### What you will do
Write the entries out again exactly; any picture among them gets left out.

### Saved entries
++++++++

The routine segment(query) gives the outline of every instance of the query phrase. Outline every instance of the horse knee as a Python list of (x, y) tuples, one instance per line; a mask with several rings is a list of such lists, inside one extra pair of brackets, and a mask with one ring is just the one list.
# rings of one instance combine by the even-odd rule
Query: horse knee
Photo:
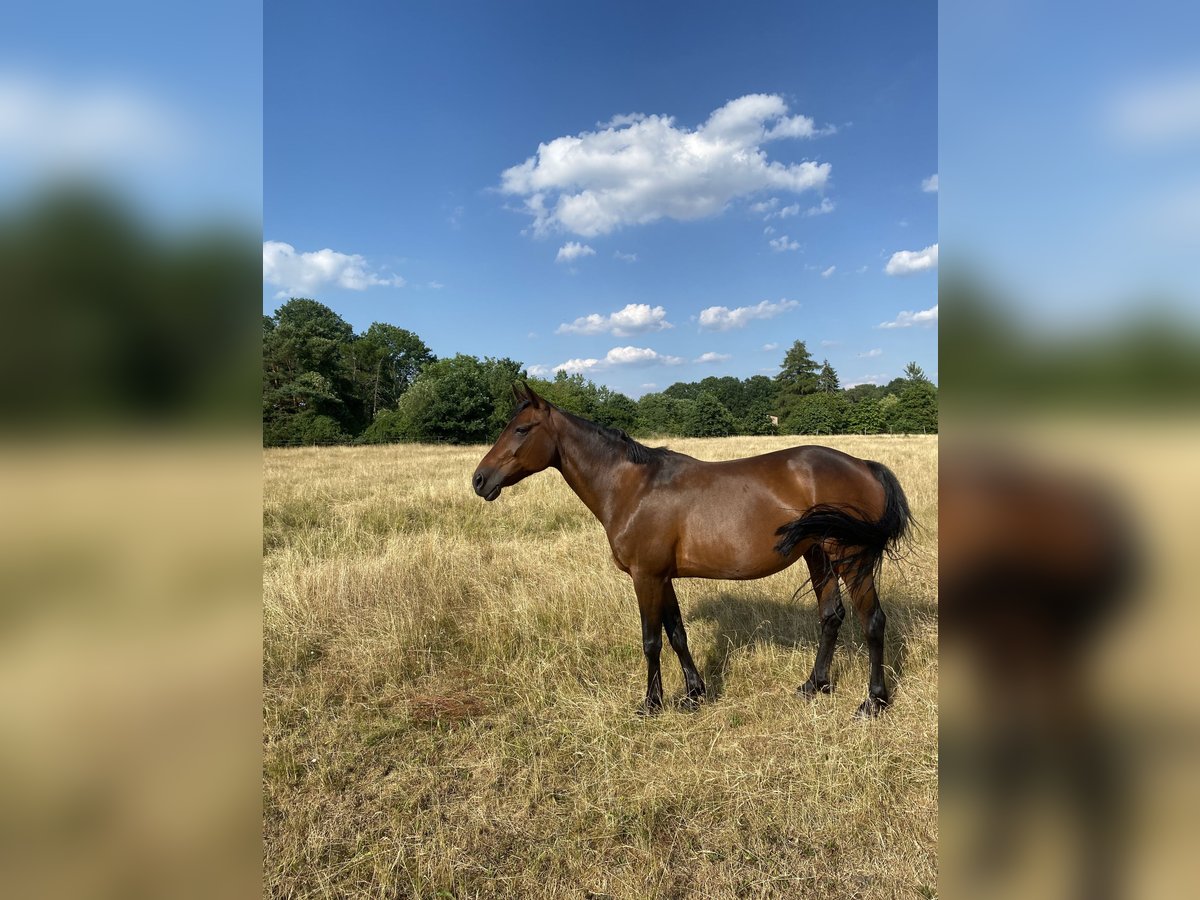
[(867, 619), (867, 637), (873, 641), (882, 641), (886, 628), (887, 616), (883, 614), (883, 607), (876, 604), (875, 609), (871, 611), (871, 615)]
[(836, 632), (846, 618), (846, 609), (840, 603), (834, 609), (821, 610), (821, 630)]
[(642, 652), (649, 659), (657, 659), (659, 654), (662, 653), (662, 635), (642, 638)]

++++++++

### Response for this exercise
The routine segment(query) gives the outline of every instance of the query phrase. Outline every instance of the horse knee as a Python list of (x, y) tuples, one instance per line; a mask with several rings is a list of such lists, inside one extra pair of brackets, and a mask with one ring is just the one list.
# rings of one instance combine by the even-odd rule
Query: horse knee
Photo:
[(867, 619), (867, 637), (873, 641), (882, 641), (886, 628), (887, 616), (883, 614), (883, 607), (876, 604), (875, 609), (871, 611), (871, 615)]
[(836, 632), (846, 618), (846, 609), (840, 603), (834, 609), (821, 610), (821, 630)]
[(642, 652), (649, 659), (657, 659), (659, 654), (662, 653), (662, 635), (642, 638)]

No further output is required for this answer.